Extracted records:

╔══

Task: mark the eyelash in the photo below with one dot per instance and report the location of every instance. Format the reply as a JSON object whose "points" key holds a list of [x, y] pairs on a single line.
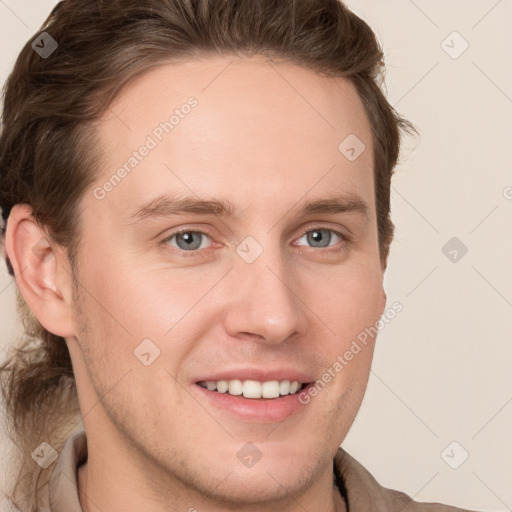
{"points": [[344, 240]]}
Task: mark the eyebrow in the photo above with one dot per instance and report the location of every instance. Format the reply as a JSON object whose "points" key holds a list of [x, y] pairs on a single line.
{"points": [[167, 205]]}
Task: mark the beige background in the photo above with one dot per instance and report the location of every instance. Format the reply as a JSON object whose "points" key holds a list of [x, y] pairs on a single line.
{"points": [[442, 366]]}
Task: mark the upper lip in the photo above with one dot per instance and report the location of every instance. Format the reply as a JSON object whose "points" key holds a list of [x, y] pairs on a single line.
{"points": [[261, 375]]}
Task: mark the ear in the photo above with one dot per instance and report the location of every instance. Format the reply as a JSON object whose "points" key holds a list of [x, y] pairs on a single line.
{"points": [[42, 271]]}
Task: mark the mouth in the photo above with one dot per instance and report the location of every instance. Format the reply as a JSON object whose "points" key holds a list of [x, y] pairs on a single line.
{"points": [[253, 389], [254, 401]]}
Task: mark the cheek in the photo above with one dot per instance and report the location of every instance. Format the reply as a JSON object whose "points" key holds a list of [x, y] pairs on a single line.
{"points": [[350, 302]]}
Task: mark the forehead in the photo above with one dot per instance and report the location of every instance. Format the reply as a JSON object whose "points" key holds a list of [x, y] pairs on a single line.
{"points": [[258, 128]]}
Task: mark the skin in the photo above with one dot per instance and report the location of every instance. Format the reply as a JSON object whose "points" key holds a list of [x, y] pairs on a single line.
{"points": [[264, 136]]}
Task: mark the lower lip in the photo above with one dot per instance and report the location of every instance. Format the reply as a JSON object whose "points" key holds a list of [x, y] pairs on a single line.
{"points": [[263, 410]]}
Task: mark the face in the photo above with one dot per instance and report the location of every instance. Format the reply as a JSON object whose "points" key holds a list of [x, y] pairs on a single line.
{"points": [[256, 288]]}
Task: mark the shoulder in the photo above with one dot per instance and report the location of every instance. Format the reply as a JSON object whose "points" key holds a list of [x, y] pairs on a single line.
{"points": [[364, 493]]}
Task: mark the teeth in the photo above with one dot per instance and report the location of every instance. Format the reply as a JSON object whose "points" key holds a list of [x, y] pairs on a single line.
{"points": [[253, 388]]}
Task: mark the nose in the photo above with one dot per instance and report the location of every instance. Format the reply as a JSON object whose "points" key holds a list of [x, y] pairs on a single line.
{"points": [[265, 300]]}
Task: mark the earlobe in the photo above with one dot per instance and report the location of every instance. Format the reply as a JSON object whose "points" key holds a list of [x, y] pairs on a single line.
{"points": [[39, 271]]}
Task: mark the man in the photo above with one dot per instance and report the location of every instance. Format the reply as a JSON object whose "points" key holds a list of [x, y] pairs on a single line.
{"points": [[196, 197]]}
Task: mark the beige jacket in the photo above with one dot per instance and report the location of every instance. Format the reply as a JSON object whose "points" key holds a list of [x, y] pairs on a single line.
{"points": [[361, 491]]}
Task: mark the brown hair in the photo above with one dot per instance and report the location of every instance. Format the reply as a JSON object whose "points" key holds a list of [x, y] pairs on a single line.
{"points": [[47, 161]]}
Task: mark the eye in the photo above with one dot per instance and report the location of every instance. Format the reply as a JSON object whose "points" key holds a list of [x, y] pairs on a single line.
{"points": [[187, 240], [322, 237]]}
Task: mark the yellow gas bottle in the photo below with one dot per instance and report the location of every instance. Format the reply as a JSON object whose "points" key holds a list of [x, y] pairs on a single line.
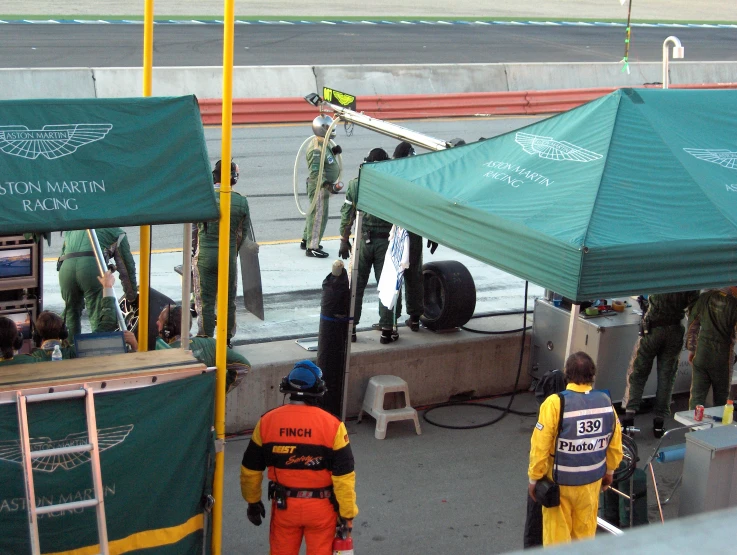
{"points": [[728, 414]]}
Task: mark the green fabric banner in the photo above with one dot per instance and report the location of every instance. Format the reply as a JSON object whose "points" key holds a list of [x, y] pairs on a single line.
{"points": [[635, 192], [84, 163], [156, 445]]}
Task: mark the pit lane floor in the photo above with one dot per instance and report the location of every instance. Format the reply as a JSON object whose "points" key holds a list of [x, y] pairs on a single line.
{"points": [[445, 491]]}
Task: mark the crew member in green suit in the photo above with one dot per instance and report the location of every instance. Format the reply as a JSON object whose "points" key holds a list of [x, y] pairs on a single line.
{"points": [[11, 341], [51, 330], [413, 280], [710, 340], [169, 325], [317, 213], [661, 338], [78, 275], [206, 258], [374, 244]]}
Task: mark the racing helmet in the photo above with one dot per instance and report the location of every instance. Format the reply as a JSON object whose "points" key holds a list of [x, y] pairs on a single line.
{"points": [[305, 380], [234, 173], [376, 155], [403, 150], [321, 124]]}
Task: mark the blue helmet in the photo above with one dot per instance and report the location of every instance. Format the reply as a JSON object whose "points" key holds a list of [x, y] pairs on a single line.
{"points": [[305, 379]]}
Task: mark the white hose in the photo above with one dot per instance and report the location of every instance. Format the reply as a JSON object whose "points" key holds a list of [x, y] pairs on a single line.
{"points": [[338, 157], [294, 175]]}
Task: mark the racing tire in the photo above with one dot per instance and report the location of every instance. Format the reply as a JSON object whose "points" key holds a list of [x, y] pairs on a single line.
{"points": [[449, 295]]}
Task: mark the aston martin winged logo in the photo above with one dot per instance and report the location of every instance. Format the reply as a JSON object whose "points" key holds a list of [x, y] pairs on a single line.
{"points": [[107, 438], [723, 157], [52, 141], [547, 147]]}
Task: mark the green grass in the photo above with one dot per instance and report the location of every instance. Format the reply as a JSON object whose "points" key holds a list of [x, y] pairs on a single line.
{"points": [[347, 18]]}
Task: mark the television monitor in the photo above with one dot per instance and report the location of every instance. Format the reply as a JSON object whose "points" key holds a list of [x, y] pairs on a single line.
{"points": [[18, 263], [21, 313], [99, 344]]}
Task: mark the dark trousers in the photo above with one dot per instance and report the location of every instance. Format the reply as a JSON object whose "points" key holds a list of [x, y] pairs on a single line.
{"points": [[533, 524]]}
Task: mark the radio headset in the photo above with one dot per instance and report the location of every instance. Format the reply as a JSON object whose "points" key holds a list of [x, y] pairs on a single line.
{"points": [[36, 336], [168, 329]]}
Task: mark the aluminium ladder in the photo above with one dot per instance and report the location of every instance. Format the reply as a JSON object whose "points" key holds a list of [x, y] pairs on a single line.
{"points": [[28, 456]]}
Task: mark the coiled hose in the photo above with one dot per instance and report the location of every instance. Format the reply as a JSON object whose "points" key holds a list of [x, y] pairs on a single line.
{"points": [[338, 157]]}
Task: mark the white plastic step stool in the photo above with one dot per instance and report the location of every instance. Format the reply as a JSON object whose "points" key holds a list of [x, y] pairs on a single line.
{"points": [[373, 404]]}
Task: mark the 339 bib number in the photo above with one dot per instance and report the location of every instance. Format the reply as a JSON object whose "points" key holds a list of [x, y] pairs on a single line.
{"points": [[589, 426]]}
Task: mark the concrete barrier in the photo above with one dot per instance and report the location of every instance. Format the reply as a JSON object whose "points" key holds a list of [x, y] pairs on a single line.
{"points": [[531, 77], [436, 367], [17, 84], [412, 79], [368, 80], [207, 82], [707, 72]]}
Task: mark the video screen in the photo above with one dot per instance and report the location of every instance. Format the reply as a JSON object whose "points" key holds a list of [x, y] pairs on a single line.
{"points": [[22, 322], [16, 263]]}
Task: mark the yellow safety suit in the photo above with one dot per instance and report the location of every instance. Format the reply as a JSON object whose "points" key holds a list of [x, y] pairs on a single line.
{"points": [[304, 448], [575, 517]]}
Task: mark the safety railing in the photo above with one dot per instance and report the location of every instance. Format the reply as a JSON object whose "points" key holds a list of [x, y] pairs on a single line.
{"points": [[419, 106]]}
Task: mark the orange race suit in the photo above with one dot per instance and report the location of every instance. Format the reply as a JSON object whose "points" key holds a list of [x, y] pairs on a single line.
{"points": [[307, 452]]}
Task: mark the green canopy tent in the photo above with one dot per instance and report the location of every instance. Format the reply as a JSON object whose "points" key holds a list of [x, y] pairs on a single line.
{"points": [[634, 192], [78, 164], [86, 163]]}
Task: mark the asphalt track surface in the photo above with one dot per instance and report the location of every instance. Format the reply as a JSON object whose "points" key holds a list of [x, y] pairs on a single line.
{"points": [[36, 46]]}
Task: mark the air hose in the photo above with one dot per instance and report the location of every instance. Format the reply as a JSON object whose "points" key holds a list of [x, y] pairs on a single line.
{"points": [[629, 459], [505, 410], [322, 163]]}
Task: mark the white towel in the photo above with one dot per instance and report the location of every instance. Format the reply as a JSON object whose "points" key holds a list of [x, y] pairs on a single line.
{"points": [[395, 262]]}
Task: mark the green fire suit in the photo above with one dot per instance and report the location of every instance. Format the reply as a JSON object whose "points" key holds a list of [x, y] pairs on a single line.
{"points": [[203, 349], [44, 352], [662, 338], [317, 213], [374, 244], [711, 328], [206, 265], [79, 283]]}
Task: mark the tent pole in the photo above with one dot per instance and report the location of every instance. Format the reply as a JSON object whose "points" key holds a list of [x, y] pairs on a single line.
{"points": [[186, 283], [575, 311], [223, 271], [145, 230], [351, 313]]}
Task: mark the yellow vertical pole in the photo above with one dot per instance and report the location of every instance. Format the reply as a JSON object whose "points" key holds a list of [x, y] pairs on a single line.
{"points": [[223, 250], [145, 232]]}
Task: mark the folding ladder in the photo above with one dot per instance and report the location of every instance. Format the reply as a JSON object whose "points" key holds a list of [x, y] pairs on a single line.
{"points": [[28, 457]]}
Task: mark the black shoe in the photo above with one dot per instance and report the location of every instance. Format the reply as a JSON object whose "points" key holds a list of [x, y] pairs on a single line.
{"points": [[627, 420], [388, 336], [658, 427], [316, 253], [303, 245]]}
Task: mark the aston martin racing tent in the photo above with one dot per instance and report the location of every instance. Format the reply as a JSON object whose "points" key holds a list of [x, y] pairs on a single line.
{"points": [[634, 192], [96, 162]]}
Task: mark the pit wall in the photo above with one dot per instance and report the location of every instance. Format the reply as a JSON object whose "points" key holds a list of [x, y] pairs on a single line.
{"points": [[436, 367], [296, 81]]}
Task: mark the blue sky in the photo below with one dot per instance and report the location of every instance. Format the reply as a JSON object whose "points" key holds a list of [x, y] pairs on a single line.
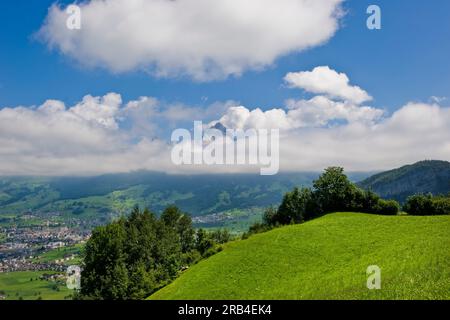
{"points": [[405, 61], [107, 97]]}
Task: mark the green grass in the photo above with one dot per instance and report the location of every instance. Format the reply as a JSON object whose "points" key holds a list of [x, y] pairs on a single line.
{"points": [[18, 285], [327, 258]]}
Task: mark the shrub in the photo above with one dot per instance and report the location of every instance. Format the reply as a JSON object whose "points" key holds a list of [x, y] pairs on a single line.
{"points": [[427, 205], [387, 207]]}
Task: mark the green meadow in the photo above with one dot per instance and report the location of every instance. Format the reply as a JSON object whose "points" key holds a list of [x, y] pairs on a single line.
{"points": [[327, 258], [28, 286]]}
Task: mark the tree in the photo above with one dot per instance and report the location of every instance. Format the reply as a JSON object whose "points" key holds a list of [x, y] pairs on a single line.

╚══

Task prompt:
In the material, starting with the line containing "Task: mark the shrub" and going on through the end, swap "report the location" for "give the position" and repeat those lines with nothing else changed.

Problem solution:
Task: mark the shrub in the photo above with one dot per instance and give the position of every instance. Format the reply as a JSON object whose "points" key holds a list of [x, y] pairs on a single line.
{"points": [[427, 205], [387, 207]]}
Task: mark the green meadow in the photo above with one dot per instance and give the position of every instance. Format the reply as a JSON object whose "points" key holds a list of [x, y] pairs on a single line.
{"points": [[327, 258], [28, 286]]}
Task: mark the tree in the photo above with one dot per instance and give the position of every instance. Format the reply as a JSON object whose "points" key holds a list of [x, y] pairs on a single line.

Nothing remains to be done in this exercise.